[START OF PROVIDED RECORDS]

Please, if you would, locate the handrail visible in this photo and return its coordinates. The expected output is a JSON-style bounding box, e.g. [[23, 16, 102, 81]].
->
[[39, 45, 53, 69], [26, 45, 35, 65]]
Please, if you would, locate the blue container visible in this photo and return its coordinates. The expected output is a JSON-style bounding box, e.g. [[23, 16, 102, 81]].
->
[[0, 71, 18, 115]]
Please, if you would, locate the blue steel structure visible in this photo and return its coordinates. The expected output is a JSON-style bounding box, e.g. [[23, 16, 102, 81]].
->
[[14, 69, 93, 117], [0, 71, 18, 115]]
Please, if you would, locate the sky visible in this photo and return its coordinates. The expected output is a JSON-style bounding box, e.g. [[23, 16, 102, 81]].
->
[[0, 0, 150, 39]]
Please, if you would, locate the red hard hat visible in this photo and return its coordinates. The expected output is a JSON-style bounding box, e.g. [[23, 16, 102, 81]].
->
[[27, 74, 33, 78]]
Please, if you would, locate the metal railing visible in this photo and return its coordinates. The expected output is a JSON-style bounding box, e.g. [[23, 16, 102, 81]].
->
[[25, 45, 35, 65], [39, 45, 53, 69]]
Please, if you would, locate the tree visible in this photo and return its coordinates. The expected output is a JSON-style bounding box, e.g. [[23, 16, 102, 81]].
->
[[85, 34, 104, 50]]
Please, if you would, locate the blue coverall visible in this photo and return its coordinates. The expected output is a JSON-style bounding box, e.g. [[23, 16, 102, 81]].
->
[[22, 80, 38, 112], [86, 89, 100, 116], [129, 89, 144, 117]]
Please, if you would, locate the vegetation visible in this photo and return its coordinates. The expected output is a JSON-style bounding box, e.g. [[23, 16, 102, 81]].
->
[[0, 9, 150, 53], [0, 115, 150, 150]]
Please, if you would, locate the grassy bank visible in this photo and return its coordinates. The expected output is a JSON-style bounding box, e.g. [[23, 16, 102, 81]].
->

[END OF PROVIDED RECORDS]

TASK INSTRUCTIONS: Retype all of the rows above, character for character.

FULL RESPONSE:
Please, if you would, locate the handrail visible in this photo and return its coordinates. The expected output is a JSON-style bounding box, e.g. [[23, 16, 102, 81]].
->
[[39, 45, 53, 69], [26, 45, 35, 65]]
Please, if you would, locate the blue container visible in this photo and return its coordinates. The expected output is a JSON-style bounding box, e.g. [[23, 16, 102, 81]].
->
[[0, 71, 18, 115]]
Please, if you would, locate the blue steel structure visible in this photo and return its coordinates. The expected output is a JSON-style bounding box, e.g. [[23, 16, 102, 81]].
->
[[14, 69, 93, 117], [0, 71, 18, 115]]
Please, if you would, locate the sky visible in this photo and return its coordinates. The expected output is a JSON-style bounding box, e.g. [[23, 16, 102, 81]].
->
[[0, 0, 150, 39]]
Please, if you would, locate the red hard hat visible in this photo and return its coordinates. The expected output is a JSON-style bounding box, e.g. [[23, 16, 102, 81]].
->
[[27, 74, 33, 78]]
Please, if you would, locate the metal railing visible in this photo and return its coordinates. The expected output is a JSON-style bounding box, e.g. [[23, 16, 102, 81]].
->
[[25, 45, 35, 65], [39, 45, 53, 69]]
Please, if you would, locate the tree visible in this photo and return its coordinates. The expected output is a JSON-style bounding box, e.g. [[23, 16, 102, 81]].
->
[[85, 34, 104, 50]]
Please, if you would, locate the blue coverall visible in this photo and return its coordinates. The expected output is a JSON-style bounding box, e.g. [[23, 16, 102, 81]].
->
[[22, 80, 38, 112], [86, 89, 100, 116], [129, 89, 144, 117]]
Please, if you would, locate the vegetation visible in this photo and return its coordinates. The expected output is a JSON-style bounding box, e.g. [[23, 16, 102, 81]].
->
[[0, 9, 150, 53], [0, 115, 150, 150]]
Please, if you would, locate the grassy bank visible in this photo and return its coordinates. The expected output is a JSON-style bounding box, e.g. [[23, 16, 102, 81]].
->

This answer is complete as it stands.